The problem> Collect every line in the material below that contains the word "balcony" and copy each one out in full.
— start Entries supplied —
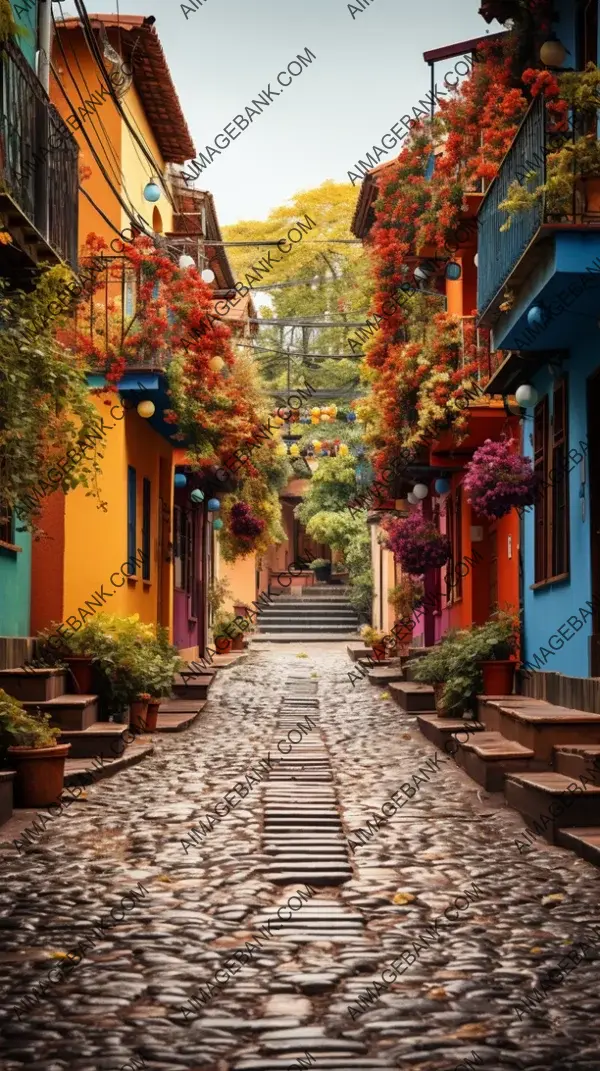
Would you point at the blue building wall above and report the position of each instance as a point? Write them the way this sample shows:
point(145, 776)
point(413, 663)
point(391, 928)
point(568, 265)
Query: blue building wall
— end Entries supplied —
— start Entries supplied —
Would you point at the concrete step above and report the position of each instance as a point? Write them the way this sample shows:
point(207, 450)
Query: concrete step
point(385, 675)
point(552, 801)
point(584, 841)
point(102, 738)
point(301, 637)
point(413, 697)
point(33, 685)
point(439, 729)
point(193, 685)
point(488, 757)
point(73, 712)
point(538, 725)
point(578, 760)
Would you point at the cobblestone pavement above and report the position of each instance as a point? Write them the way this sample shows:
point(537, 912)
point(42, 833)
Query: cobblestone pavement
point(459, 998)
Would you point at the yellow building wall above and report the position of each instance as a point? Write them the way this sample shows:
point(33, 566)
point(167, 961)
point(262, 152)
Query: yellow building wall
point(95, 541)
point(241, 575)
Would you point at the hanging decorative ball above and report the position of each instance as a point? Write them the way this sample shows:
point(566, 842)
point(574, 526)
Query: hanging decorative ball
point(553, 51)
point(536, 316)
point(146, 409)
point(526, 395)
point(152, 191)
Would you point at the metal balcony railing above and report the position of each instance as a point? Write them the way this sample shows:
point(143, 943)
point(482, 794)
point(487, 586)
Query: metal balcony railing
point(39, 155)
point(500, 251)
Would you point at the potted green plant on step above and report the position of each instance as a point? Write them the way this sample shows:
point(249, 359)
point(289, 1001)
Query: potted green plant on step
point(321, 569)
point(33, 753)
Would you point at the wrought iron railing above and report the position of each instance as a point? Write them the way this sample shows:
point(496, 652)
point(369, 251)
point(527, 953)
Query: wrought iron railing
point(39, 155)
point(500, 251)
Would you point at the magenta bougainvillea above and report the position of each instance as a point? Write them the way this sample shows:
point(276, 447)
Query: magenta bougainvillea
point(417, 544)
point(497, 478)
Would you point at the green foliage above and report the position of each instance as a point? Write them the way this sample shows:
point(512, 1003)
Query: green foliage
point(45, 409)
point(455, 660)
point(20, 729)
— end Entries supplied —
— start Entries supplied —
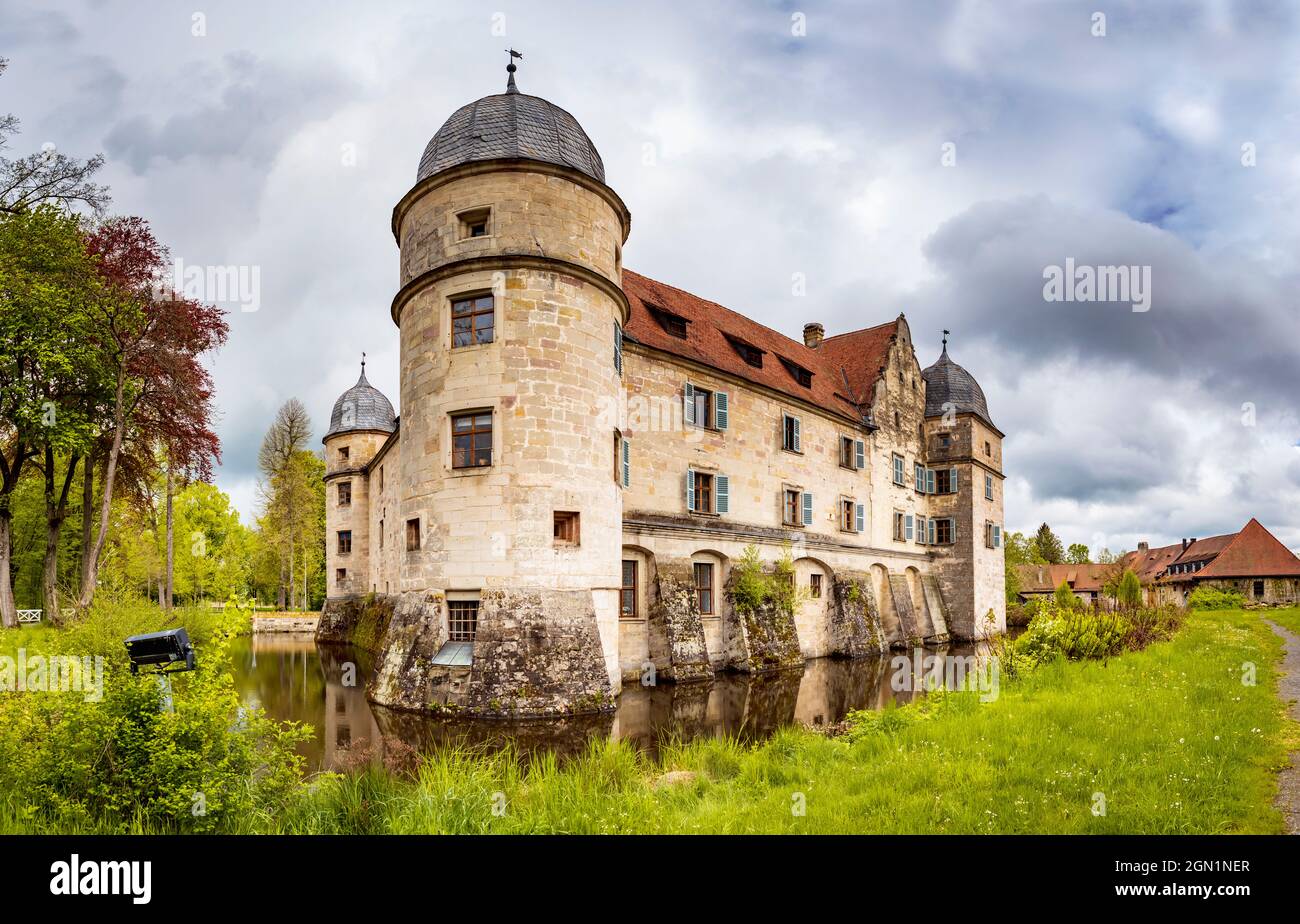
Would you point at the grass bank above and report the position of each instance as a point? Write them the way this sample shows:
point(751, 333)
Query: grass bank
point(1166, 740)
— end Entries supplied —
Task solution>
Would you point at the metal balcony railing above and report the position of each instance as a point? Write them the way this sample shows:
Query: metal balcony railing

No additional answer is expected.